# Testo fornito
++++++++
Si chiama A13: è l’anticorpo capace di ringiovanire il cervello, e bloccare l’Alzheimer nella sua fase più precoce.
È questa la molecola scoperta dai ricercatori della Fondazione European Brain Research Institute (Ebri – “Rita Levi-Montalcini”) che potrebbe rivoluzionare le cure.
Le ricerche sono state però condotte solo sui topi che, così trattati, hanno ripreso a produrre neuroni a un livello quasi normale. La strada verso nuovi trattamenti sembra essere stata spianata, ma “per i test sull’uomo – spiegano i ricercatori Antonino Cattaneo, Giovanni Meli e Raffaella Scardigli, che hanno pubblicato la ricerca sulla rivista Cell Death and Differentiation – ci vorrà ancora qualche anno e bisognerà prima valutare gli esiti delle fasi pre-cliniche di sperimentazione”.
La scoperta, in ogni caso, apre a nuove possibilità di diagnosi e cura di questa malattia neurodegenerativa ad oggi senza cura. Ecco perché.
Obiettivo? Riattivare nuovi neuroni
Grazie a questo studio – interamente italiano – è stato scoperto che la nascita di nuovi neuroni nel cervello di un adulto (neurogenesi) si riduce in una fase molto precoce dell’Alzheimer e tale alterazione è causata dall’accumulo nelle cellule staminali di sostanze tossiche chiamate A-beta oligomeri.
I ricercatori sono però riusciti a neutralizzare gli A-beta oligomeri nel cervello di topi malati di Alzheimer, introducendo appunto l’anticorpo A13 all’interno delle cellule staminali del cervello e riattivando così la nascita di nuovi neuroni, ringiovanendo il cervello stesso. Insomma, i topi così trattati hanno ripreso a produrre neuroni a un livello pressoché normale.
Una rivoluzione, se gli studi sull’essere umano dovessero confermare quanto fino ad ora acquisito. Per il morbo di Alzherimer, purtroppo, non ci sono terapie risolutive, e l’intervento è sempre tardivo. Questa ricerca ha invece dimostrato che “introducendo questi anticorpi innovativi nelle cellule staminali del cervello, si elimina la proteina tossica che causa la malattia. Così le staminali riprendono a produrre i neuroni in modo normale, con la conseguenza che l’Alzheimer viene bloccato in uno stadio precoce”.
++++++++
# Dati archiviati
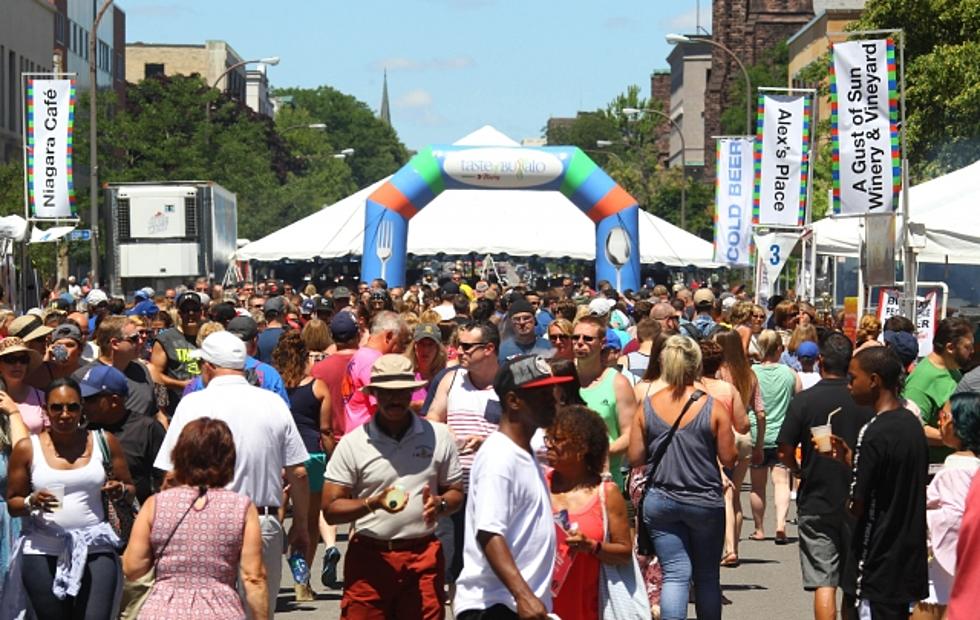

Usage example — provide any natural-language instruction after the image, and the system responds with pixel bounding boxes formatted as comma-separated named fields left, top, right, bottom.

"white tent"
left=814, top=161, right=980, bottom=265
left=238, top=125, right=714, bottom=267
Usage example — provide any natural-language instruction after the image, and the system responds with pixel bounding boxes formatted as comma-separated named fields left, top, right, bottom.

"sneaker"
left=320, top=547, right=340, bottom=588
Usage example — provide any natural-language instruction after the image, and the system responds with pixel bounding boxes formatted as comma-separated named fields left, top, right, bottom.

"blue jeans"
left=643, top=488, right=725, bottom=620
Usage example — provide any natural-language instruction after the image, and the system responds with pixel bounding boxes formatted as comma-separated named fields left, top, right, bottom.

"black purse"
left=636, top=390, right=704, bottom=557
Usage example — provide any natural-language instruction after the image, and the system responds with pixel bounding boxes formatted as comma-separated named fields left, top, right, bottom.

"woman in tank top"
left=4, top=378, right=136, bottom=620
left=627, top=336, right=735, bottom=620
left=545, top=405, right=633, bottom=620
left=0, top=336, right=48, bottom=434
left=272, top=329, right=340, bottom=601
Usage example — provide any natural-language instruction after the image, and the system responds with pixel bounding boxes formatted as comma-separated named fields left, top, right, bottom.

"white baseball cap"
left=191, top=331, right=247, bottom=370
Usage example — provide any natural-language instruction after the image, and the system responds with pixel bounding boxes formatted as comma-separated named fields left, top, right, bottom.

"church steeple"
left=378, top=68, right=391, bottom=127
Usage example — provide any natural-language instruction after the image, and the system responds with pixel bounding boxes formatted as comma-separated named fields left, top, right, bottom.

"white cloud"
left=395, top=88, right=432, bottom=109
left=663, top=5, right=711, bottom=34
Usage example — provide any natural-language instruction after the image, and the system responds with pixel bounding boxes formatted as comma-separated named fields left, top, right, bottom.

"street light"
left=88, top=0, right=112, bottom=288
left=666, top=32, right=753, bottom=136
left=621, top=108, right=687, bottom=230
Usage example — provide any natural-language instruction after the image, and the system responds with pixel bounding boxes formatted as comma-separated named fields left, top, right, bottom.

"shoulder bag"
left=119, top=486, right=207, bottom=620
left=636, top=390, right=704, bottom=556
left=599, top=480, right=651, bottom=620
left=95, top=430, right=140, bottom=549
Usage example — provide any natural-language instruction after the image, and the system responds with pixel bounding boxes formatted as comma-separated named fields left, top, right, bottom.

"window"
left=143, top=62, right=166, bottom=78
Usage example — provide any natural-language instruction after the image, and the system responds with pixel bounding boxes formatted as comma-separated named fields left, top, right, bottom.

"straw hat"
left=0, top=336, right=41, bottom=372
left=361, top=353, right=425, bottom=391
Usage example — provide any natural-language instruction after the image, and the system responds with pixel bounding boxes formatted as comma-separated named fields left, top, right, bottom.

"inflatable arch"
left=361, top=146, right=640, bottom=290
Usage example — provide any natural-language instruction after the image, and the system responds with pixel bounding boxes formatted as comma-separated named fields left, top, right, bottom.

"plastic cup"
++++++++
# Consegna A
Elenca i nomi di tutti i ricercatori citati nel testo sull'anticorpo A13.
# Consegna B
Riporta fedelmente il passo del testo sull'anticorpo A13 compreso tra "Le ricerche sono" e "cura. Ecco perché.", estremi inclusi.
# Consegna C
Prosegui il testo sull'anticorpo A13 dal punto in cui si interrompe.

# Risultato atteso A
Antonino Cattaneo, Giovanni Meli, Raffaella Scardigli

# Risultato atteso B
Le ricerche sono state però condotte solo sui topi che, così trattati, hanno ripreso a produrre neuroni a un livello quasi normale. La strada verso nuovi trattamenti sembra essere stata spianata, ma “per i test sull’uomo – spiegano i ricercatori Antonino Cattaneo, Giovanni Meli e Raffaella Scardigli, che hanno pubblicato la ricerca sulla rivista Cell Death and Differentiation – ci vorrà ancora qualche anno e bisognerà prima valutare gli esiti delle fasi pre-cliniche di sperimentazione”.
La scoperta, in ogni caso, apre a nuove possibilità di diagnosi e cura di questa malattia neurodegenerativa ad oggi senza cura. Ecco perché.

# Risultato atteso C
Diagnosi e cure, un doppio successo
La ricerca è un doppio successo, sia sul lato diagnosi sia sul lato delle cure: “Da un lato dimostriamo che la diminuzione di neurogenesi anticipa i segni patologici tipici dell’Alzheimer, e potrebbe quindi contribuire a individuare tempestivamente l’insorgenza della malattia in una fase molto precoce; dall’altro, abbiamo anche osservato nel cervello del topo l’efficacia dell’anticorpo nel neutralizzare gli A-beta oligomeri, alla base dello sviluppo della malattia”.
Solo, quindi, “riuscire a monitorare la neurogenesi nella popolazione adulta offrirà in futuro un potenziale strumento diagnostico per segnalare l’insorgenza dell’Alzheimer in uno stadio ancora molto precoce, cioè quando la malattia è ancora asintomatica“. Sul fronte delle cure, invece, sottolineano i ricercatori, “il futuro utilizzo dell’anticorpo A13 permetterà di neutralizzare gli A-beta oligomeri dentro i neuroni, bloccando così la malattia ai suoi inizi”. Attenzione, però. Non siamo ancora arrivati a una soluzione. “Il prossimo passo – concludono – sarà innanzitutto verificare se il blocco della malattia nei modelli animali perdurerà per almeno un anno, per poter parlare di guarigione”.